▸ Task directions: Check each line of the entries below for the word "green", then report how many have it, with no other words.

▸ Data to use:
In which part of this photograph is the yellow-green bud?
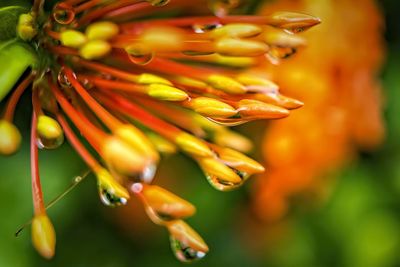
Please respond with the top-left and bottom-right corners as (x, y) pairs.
(79, 40), (111, 60)
(0, 120), (22, 155)
(86, 21), (119, 41)
(60, 30), (87, 48)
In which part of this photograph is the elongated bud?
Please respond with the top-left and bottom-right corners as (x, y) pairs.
(175, 132), (214, 157)
(79, 40), (111, 60)
(147, 84), (188, 101)
(238, 99), (289, 119)
(0, 120), (22, 155)
(148, 132), (177, 154)
(114, 124), (159, 162)
(86, 21), (119, 41)
(210, 23), (262, 38)
(277, 95), (304, 109)
(140, 27), (184, 53)
(101, 136), (148, 180)
(197, 157), (242, 185)
(216, 38), (268, 57)
(167, 220), (209, 262)
(213, 146), (264, 174)
(206, 74), (246, 94)
(212, 55), (256, 67)
(17, 13), (37, 41)
(31, 214), (56, 259)
(213, 129), (253, 153)
(268, 11), (321, 33)
(189, 97), (237, 118)
(60, 30), (87, 48)
(96, 168), (130, 207)
(236, 74), (279, 93)
(137, 73), (172, 85)
(263, 28), (306, 47)
(141, 185), (196, 221)
(175, 76), (208, 89)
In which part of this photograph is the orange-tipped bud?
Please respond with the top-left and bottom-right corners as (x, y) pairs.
(96, 168), (130, 207)
(189, 97), (237, 118)
(31, 214), (56, 259)
(197, 157), (242, 185)
(0, 120), (22, 155)
(115, 124), (159, 162)
(277, 94), (304, 109)
(147, 84), (188, 101)
(79, 40), (111, 60)
(167, 220), (209, 262)
(101, 136), (148, 180)
(86, 21), (119, 41)
(215, 38), (268, 57)
(175, 132), (213, 157)
(238, 99), (289, 119)
(268, 11), (321, 33)
(210, 23), (262, 39)
(213, 146), (265, 174)
(136, 73), (172, 85)
(141, 185), (196, 221)
(206, 74), (246, 94)
(60, 30), (87, 48)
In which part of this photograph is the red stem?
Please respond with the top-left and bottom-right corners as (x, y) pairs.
(3, 74), (34, 121)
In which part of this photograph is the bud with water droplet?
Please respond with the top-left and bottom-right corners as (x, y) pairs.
(96, 168), (130, 207)
(0, 120), (22, 155)
(31, 214), (56, 259)
(268, 11), (321, 33)
(139, 185), (196, 223)
(167, 220), (208, 263)
(36, 115), (64, 149)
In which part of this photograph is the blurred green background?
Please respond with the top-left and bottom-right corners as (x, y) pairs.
(1, 0), (400, 266)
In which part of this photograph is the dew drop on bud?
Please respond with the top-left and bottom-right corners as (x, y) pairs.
(98, 185), (128, 207)
(204, 172), (243, 191)
(266, 46), (297, 65)
(207, 117), (251, 126)
(53, 3), (75, 25)
(36, 134), (64, 150)
(126, 44), (154, 65)
(170, 236), (207, 263)
(57, 68), (72, 89)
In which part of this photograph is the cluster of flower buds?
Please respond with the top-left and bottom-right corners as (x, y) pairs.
(0, 0), (320, 261)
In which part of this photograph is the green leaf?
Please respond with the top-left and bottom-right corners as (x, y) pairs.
(0, 40), (37, 102)
(0, 6), (29, 41)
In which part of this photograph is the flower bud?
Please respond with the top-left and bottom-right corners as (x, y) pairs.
(147, 84), (188, 101)
(211, 23), (262, 39)
(37, 115), (63, 141)
(0, 120), (22, 155)
(175, 132), (213, 157)
(216, 38), (268, 57)
(268, 11), (321, 33)
(238, 99), (289, 119)
(17, 13), (37, 41)
(31, 214), (56, 259)
(206, 74), (246, 94)
(137, 73), (172, 85)
(86, 21), (119, 41)
(197, 157), (242, 185)
(147, 132), (177, 154)
(189, 97), (237, 118)
(96, 168), (130, 207)
(60, 30), (87, 48)
(79, 40), (111, 60)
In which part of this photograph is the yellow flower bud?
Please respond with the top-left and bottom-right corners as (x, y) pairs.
(0, 120), (22, 155)
(197, 157), (242, 185)
(175, 132), (213, 158)
(167, 220), (209, 254)
(147, 84), (188, 101)
(96, 168), (130, 206)
(31, 214), (56, 259)
(210, 23), (262, 39)
(60, 30), (87, 48)
(79, 40), (111, 60)
(37, 115), (63, 141)
(17, 13), (37, 41)
(215, 38), (268, 57)
(268, 11), (321, 33)
(206, 74), (246, 94)
(86, 21), (119, 41)
(136, 73), (172, 85)
(147, 132), (177, 154)
(213, 129), (253, 153)
(189, 97), (237, 118)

▸ Result for this task: 3